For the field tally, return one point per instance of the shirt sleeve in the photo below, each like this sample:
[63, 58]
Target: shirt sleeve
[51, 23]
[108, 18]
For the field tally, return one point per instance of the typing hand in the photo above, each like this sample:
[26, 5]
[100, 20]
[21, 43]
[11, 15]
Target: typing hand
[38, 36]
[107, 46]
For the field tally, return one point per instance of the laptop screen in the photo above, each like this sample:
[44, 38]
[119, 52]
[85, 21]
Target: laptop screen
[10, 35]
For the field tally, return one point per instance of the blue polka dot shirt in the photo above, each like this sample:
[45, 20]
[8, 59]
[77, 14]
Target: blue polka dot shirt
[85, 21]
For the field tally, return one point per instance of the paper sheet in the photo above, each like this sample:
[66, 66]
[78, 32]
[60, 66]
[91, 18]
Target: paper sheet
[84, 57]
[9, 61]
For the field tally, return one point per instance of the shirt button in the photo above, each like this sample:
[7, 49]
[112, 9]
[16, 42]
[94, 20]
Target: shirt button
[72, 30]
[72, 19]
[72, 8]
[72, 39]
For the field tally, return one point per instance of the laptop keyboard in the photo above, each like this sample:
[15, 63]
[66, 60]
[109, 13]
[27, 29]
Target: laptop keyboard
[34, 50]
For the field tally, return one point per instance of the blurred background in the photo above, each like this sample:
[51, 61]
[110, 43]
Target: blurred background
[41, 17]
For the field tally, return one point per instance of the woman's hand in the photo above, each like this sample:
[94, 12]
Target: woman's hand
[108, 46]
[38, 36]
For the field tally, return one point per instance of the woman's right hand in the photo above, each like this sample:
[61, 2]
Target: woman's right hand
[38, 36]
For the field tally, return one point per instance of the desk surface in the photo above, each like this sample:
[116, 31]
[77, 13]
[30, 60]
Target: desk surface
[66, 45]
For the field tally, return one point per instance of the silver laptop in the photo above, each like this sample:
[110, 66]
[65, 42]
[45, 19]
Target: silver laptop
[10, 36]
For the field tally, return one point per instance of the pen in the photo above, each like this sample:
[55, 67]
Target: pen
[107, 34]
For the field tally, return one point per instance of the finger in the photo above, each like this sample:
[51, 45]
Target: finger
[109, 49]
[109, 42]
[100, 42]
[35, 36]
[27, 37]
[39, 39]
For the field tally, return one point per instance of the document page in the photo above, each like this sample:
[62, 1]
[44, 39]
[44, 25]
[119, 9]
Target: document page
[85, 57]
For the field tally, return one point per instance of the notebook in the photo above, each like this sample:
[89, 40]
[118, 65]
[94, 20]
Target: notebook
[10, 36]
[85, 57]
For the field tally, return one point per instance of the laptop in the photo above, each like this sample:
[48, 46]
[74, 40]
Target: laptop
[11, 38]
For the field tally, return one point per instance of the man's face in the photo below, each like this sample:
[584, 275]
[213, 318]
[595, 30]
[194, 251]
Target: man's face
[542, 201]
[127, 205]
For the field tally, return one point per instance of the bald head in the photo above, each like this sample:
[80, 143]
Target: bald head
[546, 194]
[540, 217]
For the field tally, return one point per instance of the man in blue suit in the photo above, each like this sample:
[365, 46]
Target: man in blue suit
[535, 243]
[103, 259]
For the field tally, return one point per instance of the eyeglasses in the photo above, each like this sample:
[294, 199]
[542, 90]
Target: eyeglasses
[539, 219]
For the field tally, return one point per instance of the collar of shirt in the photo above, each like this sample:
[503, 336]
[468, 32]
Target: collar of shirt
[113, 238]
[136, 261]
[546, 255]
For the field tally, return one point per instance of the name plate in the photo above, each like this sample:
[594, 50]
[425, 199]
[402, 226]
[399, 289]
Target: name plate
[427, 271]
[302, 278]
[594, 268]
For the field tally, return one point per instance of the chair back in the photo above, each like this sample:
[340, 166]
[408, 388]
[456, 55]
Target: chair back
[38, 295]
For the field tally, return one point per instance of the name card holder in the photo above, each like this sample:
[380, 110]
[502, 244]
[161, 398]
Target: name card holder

○ ○ ○ ○

◆ **GIVEN TASK**: Please reproduce the material from the line containing "of the notebook" through the end of the material, inclusive, keeping every request line, and shift each answer coordinate by adding 95 to it.

◆ **ANSWER TO THE TASK**:
For the field tally, return one point per instance of the notebook in the photo above, each like this sample:
[89, 40]
[118, 65]
[94, 20]
Target: notebook
[105, 131]
[180, 152]
For the field tally, return one point per instance of the laptop in the photo above, each like this sample:
[48, 46]
[74, 40]
Target: laptop
[106, 133]
For the field tally, return one point per instance of the man's face in the photo below, each like this sample:
[584, 275]
[213, 318]
[595, 30]
[194, 251]
Target: man's face
[637, 296]
[222, 300]
For the field tally, return one point per instance of the bald head in the photo above, each like this sample:
[80, 143]
Target: bald head
[641, 289]
[635, 312]
For the field tally, return one point per instance of the man in blue suit in the photo above, each like this sample:
[365, 46]
Target: man in blue suit
[630, 338]
[198, 354]
For the field tally, return one point per instance of the eyeglasses in the photo above, each like this sample:
[294, 199]
[542, 90]
Target: eyeglasses
[634, 314]
For the field tally, return one point per instance of the collar of shirt in the photo above, each like this sample:
[503, 336]
[468, 32]
Target: collar of shirt
[208, 333]
[231, 356]
[641, 350]
For the field tally, return one point per instance of the name plate in the photo above, each like this sample:
[594, 50]
[425, 199]
[402, 226]
[399, 289]
Target: name plate
[522, 366]
[397, 373]
[689, 363]
For the field tally, return one point per instance of the chair back in the photo above, each like this sample:
[340, 166]
[408, 388]
[456, 55]
Target: chair back
[133, 390]
For the field tally, return one point per instance of the name card holder in the photo above, each like this sample:
[380, 110]
[502, 244]
[161, 398]
Target: name card holder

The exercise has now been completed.